## Task instructions
Whatever lines the data contains, output all of them unchanged.

## Extracted material

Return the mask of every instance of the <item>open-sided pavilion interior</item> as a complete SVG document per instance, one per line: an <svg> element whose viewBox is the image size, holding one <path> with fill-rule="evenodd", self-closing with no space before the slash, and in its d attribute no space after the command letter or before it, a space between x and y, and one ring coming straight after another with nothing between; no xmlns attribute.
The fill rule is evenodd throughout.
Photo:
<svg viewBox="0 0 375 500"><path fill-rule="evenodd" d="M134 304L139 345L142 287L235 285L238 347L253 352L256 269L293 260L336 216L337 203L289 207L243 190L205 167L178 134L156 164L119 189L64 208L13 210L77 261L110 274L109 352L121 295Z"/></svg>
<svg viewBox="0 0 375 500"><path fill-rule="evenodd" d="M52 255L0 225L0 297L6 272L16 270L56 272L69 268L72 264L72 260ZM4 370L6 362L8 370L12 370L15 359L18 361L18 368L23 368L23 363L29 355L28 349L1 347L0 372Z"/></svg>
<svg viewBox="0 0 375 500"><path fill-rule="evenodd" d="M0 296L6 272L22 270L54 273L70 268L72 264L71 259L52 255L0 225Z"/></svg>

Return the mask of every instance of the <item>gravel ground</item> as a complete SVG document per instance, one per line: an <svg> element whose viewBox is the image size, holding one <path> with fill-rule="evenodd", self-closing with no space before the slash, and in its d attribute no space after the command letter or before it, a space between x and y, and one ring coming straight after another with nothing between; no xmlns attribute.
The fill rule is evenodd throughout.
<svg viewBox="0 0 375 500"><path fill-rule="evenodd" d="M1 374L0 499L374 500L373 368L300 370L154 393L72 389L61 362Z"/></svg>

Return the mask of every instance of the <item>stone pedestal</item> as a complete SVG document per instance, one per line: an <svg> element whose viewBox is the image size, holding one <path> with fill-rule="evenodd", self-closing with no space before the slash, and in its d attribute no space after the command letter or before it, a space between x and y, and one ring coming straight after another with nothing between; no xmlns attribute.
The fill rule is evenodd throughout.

## Answer to this task
Return the mask of every instance of the <item>open-sided pavilion interior</item> as a complete SVG document per instance, one per line: an <svg> element whose viewBox is the image size, holding one <path> with fill-rule="evenodd", self-closing with no space before the slash, and in its d attribute no space after the command letter or before it, a space between x and y, and one ring coming straight after another with nothing between; no xmlns attribute.
The fill rule is evenodd throughout.
Photo:
<svg viewBox="0 0 375 500"><path fill-rule="evenodd" d="M134 304L139 345L142 287L235 285L238 347L253 352L256 269L293 260L336 216L337 203L289 207L243 190L205 167L178 134L156 164L119 189L64 208L13 210L77 261L110 274L109 352L121 295Z"/></svg>
<svg viewBox="0 0 375 500"><path fill-rule="evenodd" d="M52 255L0 225L0 297L6 272L16 270L56 272L69 268L72 264L72 260ZM4 370L6 362L8 370L12 370L15 359L18 361L18 368L23 368L23 363L29 355L28 349L1 347L0 372Z"/></svg>
<svg viewBox="0 0 375 500"><path fill-rule="evenodd" d="M0 296L6 272L22 270L54 273L70 268L72 264L71 259L52 255L0 225Z"/></svg>

Return the mask of every instance of the <item>gravel ground</item> as a complete SVG document per instance, one per line: an <svg> element whose viewBox is the image size, holding one <path> with fill-rule="evenodd", self-closing with no space before the slash, and in its d attribute no space after the command letter or before it, a space between x and y, and one ring coming straight after another with nothing between; no xmlns attribute.
The fill rule is evenodd throughout.
<svg viewBox="0 0 375 500"><path fill-rule="evenodd" d="M1 374L0 499L374 500L373 368L300 370L154 393L72 389L61 362Z"/></svg>

Return the mask of every instance of the <item>stone pedestal</item> as a complete SVG document per instance, one per line: an <svg> element whose viewBox is the image size, holding one <path> with fill-rule="evenodd", self-closing with no space before the slash, and in its d attribute no space after the command letter or before it, a space between x and y, and one ring coming straight after another with nothing between; no xmlns attribute.
The fill rule is evenodd throughout.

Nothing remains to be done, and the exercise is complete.